#### WHAT THE EXERCISE ASKS:
Recast the lines below, starting at the first line of the entries and ending at the line that contains "109 74 L 125", as a Markdown table with the columns Row and Entry line. Include only those lines and skip any blank ones.

[Spatial annotation entries]
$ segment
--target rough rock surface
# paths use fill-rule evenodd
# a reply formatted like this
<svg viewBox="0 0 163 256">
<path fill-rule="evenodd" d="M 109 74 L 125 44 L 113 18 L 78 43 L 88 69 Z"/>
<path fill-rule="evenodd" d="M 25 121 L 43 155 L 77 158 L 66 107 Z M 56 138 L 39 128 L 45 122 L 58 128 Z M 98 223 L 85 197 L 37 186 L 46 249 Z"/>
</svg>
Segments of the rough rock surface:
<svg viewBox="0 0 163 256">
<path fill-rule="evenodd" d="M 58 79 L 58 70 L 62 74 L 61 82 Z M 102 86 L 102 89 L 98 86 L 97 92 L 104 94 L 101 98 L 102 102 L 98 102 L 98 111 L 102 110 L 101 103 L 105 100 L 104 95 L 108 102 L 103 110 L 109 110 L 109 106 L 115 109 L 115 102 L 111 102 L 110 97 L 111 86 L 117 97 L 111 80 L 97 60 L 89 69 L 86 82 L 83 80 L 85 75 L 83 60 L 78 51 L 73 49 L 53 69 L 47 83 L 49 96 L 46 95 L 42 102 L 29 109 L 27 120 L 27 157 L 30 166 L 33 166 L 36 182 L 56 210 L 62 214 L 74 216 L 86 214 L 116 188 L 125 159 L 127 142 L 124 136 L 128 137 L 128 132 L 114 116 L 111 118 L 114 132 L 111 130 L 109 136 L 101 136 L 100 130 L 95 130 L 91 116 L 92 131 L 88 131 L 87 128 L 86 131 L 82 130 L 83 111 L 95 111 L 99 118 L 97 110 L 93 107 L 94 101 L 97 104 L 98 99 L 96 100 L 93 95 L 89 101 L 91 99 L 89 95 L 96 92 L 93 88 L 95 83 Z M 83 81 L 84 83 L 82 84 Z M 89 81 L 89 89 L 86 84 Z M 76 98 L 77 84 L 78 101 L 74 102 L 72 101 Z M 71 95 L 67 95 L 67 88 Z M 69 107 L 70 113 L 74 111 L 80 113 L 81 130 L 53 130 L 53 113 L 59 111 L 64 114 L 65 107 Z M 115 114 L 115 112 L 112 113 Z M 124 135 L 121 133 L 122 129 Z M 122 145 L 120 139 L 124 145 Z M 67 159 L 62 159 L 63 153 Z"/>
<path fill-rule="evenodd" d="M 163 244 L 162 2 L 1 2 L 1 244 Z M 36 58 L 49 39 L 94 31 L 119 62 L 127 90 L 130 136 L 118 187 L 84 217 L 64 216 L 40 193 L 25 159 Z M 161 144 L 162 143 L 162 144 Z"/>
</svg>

#### WRITTEN ANSWER:
| Row | Entry line |
|---|---|
| 1 | $ segment |
| 2 | --target rough rock surface |
| 3 | # paths use fill-rule evenodd |
| 4 | # a reply formatted like this |
| 5 | <svg viewBox="0 0 163 256"> |
| 6 | <path fill-rule="evenodd" d="M 109 74 L 125 44 L 113 18 L 78 43 L 88 69 Z"/> |